● INSTRUCTIONS FOR THE TASK: Edit the material below by changing every occurrence of "every instance" to "all instances", and leave everything else as it is.

-- Begin PROVIDED ENTRIES --

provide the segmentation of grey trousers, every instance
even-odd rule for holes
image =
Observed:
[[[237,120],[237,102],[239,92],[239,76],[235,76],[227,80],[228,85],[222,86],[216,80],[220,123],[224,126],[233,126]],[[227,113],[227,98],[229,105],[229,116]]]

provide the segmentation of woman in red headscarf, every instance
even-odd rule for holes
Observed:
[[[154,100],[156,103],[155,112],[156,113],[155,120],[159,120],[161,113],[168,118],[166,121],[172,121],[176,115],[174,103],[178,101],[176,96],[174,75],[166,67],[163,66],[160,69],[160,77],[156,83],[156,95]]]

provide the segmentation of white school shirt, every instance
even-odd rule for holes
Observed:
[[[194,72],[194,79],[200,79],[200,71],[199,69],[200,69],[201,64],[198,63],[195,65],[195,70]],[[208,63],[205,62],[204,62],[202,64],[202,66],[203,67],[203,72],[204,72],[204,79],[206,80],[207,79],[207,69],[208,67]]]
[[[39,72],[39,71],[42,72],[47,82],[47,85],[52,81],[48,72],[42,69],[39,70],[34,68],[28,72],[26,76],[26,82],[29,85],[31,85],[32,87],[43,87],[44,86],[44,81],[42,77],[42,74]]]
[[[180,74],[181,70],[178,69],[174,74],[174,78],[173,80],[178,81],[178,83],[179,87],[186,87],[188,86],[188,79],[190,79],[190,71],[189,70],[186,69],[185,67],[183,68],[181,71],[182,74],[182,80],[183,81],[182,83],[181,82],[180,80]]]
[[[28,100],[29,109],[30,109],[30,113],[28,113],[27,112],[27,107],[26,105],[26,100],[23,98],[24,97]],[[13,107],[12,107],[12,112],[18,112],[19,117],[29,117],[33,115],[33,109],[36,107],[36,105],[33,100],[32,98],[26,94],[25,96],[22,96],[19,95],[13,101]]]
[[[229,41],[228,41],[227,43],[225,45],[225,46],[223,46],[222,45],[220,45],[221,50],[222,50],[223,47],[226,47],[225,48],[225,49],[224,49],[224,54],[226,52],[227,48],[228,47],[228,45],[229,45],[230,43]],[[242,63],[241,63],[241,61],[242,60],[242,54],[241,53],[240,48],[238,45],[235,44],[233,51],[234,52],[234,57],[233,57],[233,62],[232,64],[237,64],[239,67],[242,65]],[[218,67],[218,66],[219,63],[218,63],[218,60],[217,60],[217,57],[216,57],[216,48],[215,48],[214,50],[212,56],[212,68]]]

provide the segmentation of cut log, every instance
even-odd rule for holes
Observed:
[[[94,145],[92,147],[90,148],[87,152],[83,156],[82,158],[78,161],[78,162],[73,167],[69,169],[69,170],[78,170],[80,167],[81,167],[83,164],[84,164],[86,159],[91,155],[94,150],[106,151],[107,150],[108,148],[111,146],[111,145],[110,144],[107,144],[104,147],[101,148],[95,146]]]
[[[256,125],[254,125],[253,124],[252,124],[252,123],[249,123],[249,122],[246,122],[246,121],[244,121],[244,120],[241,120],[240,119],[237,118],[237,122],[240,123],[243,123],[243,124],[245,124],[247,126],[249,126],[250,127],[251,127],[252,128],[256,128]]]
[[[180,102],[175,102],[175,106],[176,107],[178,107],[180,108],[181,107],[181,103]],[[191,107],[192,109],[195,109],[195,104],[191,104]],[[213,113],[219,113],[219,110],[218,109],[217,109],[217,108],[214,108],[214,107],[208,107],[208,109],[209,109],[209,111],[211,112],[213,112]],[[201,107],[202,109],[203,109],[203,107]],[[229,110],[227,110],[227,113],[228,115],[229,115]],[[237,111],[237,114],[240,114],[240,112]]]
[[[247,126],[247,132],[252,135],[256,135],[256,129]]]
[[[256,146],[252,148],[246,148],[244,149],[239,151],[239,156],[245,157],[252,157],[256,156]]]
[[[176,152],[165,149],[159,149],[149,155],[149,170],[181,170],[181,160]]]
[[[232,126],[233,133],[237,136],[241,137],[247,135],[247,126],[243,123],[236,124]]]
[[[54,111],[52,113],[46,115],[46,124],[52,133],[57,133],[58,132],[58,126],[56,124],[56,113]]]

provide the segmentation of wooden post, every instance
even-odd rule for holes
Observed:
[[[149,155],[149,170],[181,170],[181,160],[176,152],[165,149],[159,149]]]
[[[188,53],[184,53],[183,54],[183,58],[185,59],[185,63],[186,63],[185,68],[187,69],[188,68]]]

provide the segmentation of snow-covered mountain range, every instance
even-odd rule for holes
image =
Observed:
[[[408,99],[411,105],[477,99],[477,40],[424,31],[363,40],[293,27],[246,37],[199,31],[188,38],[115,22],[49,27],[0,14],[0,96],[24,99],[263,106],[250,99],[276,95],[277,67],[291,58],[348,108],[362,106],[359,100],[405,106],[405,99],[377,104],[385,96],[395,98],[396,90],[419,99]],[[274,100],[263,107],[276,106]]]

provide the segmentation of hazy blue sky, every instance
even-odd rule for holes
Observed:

-- End PROVIDED ENTRIES --

● SOLUTION:
provide the segmentation of grey trousers, all instances
even-odd rule for holes
image =
Observed:
[[[237,120],[237,102],[239,92],[239,76],[235,76],[227,80],[228,85],[222,86],[216,80],[220,123],[224,126],[233,126]],[[227,113],[227,98],[229,105],[229,116]]]

provide the segmentation of woman in red headscarf, all instances
even-odd rule for holes
Observed:
[[[154,100],[156,103],[155,112],[156,113],[155,120],[159,120],[161,113],[168,118],[166,121],[172,121],[176,115],[174,103],[178,101],[176,96],[174,75],[166,67],[163,66],[160,69],[160,77],[156,83],[156,95]]]

provide the segmentation of white school shirt, all instances
even-odd rule for holes
Observed:
[[[194,72],[194,79],[200,79],[200,71],[199,69],[200,69],[201,64],[198,63],[195,65],[195,70]],[[208,63],[205,62],[204,62],[202,64],[202,66],[203,67],[203,72],[204,72],[204,79],[206,80],[207,79],[207,69],[208,67]]]
[[[39,72],[39,71],[42,72],[47,82],[47,85],[52,81],[48,72],[42,69],[39,70],[34,68],[28,72],[26,76],[26,82],[29,85],[31,85],[32,87],[43,87],[44,86],[44,81],[42,77],[42,74]]]
[[[180,74],[181,70],[178,69],[174,74],[174,78],[173,80],[178,81],[178,83],[179,87],[186,87],[188,86],[188,79],[190,79],[190,71],[189,70],[186,69],[185,67],[183,68],[181,71],[182,74],[182,80],[183,81],[182,83],[181,82],[180,80]]]
[[[28,100],[29,109],[30,109],[30,113],[28,113],[27,112],[27,107],[26,105],[26,100],[23,98],[24,97]],[[13,107],[12,107],[12,112],[18,112],[19,117],[29,117],[33,115],[33,109],[36,107],[36,105],[33,100],[32,98],[26,94],[25,96],[22,96],[19,95],[13,101]]]
[[[229,41],[228,41],[227,43],[225,45],[225,46],[223,46],[222,45],[220,45],[221,50],[222,50],[223,47],[226,47],[225,48],[225,49],[224,49],[224,54],[226,52],[227,48],[228,47],[228,45],[229,45],[230,43]],[[242,63],[241,63],[241,61],[242,60],[242,54],[241,53],[240,48],[238,45],[235,44],[233,51],[234,52],[234,57],[233,57],[233,62],[232,64],[237,64],[239,67],[242,65]],[[218,67],[218,66],[219,63],[218,63],[218,60],[217,60],[217,57],[216,57],[216,48],[215,48],[214,50],[212,56],[212,68]]]

provide the segmentation of cut log, all instances
even-odd rule for holes
Observed:
[[[94,145],[92,147],[90,148],[87,152],[83,156],[82,158],[78,161],[78,162],[73,167],[69,169],[69,170],[78,170],[80,167],[81,167],[83,164],[84,164],[86,159],[91,155],[94,150],[106,151],[107,150],[108,148],[111,146],[111,145],[110,144],[107,144],[104,147],[101,148],[95,146]]]
[[[256,125],[254,125],[253,124],[252,124],[252,123],[249,123],[249,122],[246,122],[246,121],[244,121],[244,120],[241,120],[240,119],[237,118],[237,122],[240,123],[243,123],[243,124],[245,124],[247,126],[249,126],[250,127],[251,127],[252,128],[256,128]]]
[[[180,102],[175,102],[175,106],[176,107],[178,107],[180,108],[181,107],[181,103]],[[191,107],[192,109],[195,109],[195,104],[191,104]],[[213,113],[219,113],[219,110],[218,109],[217,109],[217,108],[214,108],[214,107],[208,107],[208,109],[209,109],[209,111],[211,112],[213,112]],[[201,107],[202,109],[203,109],[203,107]],[[229,110],[227,110],[227,113],[228,115],[229,115]],[[237,111],[237,114],[240,114],[240,112]]]
[[[247,126],[247,132],[252,135],[256,135],[256,129]]]
[[[256,146],[252,148],[246,148],[244,149],[239,151],[239,156],[245,157],[252,157],[256,156]]]
[[[176,152],[165,149],[159,149],[149,155],[149,170],[181,170],[181,160]]]
[[[232,126],[233,133],[237,136],[241,137],[247,135],[247,126],[243,123],[236,124]]]
[[[54,111],[52,113],[46,115],[46,124],[52,133],[57,133],[58,132],[58,126],[56,124],[56,113]]]

provide the segmentation of wooden post, all instances
even-odd rule for holes
Observed:
[[[149,155],[149,170],[181,170],[181,160],[176,152],[165,149],[159,149]]]
[[[188,53],[184,53],[183,54],[183,58],[185,59],[185,63],[186,63],[185,68],[187,69],[188,68]]]

provide the segmentation of snow-covered mountain range, all instances
even-odd rule for holes
image =
Observed:
[[[408,99],[411,105],[477,99],[477,40],[424,31],[363,40],[293,27],[246,37],[199,31],[188,38],[115,22],[49,27],[0,14],[0,96],[24,99],[263,106],[250,99],[276,95],[277,67],[291,58],[348,108],[362,106],[359,100],[405,106],[405,99],[377,104],[385,96],[395,98],[396,90],[419,99]],[[274,100],[263,107],[276,106]]]

provide the segmentation of hazy blue sky, all instances
even-odd rule for holes
Observed:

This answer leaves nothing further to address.